(QUOTED PASSAGE begins)

Running the model with null data drawn from a standard normal distribution results in divergent transitions for about 50% of the samples (although Rhat values are all less than 1.03).

n_predictors = 2
n_individuals = 1000
n_features = 10
data = {
    'n_predictors': n_predictors,
    'n_individuals': n_individuals,
    'n_features': n_features,
    'x': numpy.concat([numpy.ones((n_individuals,1)), numpy.random.normal(size=(n_individuals,n_predictors-1))], axis=1),
    'y': numpy.random.normal(size=n_individuals*n_features),
}
fit = model.sample(data=data)
print(fit.diagnose())
Checking sampler transitions treedepth.
Treedepth satisfactory for all transitions.

Checking sampler transitions for divergences.
851 of 1000 (85.10%) transitions ended with a divergence.
These divergent transitions indicate that HMC is not fully able to explore the posterior distribution.
Try increasing adapt delta closer to 1.
If this doesn't remove all divergences, try to reparameterize the model.

Checking E-BFMI - sampler transitions HMC potential energy.
E-BFMI satisfactory.

Rank-normalized split effective sample size satisfactory for all parameters.

The following parameters had rank-normalized split R-hat greater than 1.01:
  sigma, individuals_sigma[1], individuals_sigma[2], features_sigma[1], features_sigma[2], features_L_Omega[2,1], individuals_z[1], individuals_z[2], features_z[1,1], features_z[2,1], features_z[1,2], features_z[2,2], features_z[1,3], features_z[2,3], features_z[2,4], features_z[2,5], features_z[1,7], features_z[2,7], features_z[2,8], features_z[1,9], features_z[2,9], features_z[1,10], features_z[2,10], features_beta[1,10]

Have I made a novice mistake in implementing the model? Is this not the correct model for the data I’m describing? Is there a parameterization trick that would make the model robust to null data with weakly informative priors? Any help or insight is much appreciated!

(QUOTED PASSAGE ends)

EXERCISE — Could you repeat the part of the forum post on divergent transitions that starts with "851 of 1000" and goes on through "closer to 1."?

(GIVEN MATERIAL begins)

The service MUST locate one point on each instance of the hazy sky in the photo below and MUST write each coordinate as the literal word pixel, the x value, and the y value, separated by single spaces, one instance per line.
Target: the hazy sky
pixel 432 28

(GIVEN MATERIAL ends)

ANSWER TO THIS TASK —
851 of 1000 (85.10%) transitions ended with a divergence.
These divergent transitions indicate that HMC is not fully able to explore the posterior distribution.
Try increasing adapt delta closer to 1.